### [PROBLEM TO SOLVE]
Give again, exactly, every line of the entries below from the one that has "Query: spoon" to the last.
--------------------
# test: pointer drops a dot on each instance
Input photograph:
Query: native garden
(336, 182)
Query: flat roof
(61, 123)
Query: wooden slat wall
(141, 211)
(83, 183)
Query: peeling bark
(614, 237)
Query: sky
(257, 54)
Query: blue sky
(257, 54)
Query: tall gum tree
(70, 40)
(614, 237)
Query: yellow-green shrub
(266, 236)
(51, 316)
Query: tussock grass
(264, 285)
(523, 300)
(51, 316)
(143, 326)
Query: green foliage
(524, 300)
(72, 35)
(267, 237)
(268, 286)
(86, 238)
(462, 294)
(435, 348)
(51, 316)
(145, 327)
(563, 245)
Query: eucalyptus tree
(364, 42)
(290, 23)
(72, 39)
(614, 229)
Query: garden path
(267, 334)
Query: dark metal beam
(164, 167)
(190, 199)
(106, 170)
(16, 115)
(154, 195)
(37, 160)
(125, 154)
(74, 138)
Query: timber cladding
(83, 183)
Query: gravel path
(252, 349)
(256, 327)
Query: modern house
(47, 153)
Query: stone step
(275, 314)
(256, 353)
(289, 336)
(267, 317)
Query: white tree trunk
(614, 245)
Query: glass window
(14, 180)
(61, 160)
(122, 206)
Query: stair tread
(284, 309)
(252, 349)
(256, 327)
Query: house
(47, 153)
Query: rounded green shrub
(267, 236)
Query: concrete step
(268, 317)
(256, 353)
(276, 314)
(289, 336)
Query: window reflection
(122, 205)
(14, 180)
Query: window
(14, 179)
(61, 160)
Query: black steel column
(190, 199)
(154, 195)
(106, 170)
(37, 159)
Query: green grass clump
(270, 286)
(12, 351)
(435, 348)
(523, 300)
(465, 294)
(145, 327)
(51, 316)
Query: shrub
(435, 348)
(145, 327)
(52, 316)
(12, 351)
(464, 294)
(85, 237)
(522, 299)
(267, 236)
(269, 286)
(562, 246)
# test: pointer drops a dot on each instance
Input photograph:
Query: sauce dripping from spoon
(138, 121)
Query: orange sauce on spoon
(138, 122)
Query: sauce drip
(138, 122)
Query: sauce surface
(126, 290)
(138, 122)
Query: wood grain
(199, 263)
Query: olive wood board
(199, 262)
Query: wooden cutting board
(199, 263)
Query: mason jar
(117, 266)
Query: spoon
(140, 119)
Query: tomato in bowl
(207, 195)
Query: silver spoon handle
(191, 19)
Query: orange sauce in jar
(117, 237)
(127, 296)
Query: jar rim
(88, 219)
--------------------
### [RESPONSE AREA]
Query: spoon
(140, 119)
Query: tomato in bowl
(207, 195)
Query: silver spoon handle
(191, 19)
Query: orange sauce in jar
(117, 237)
(127, 296)
Query: jar rim
(88, 219)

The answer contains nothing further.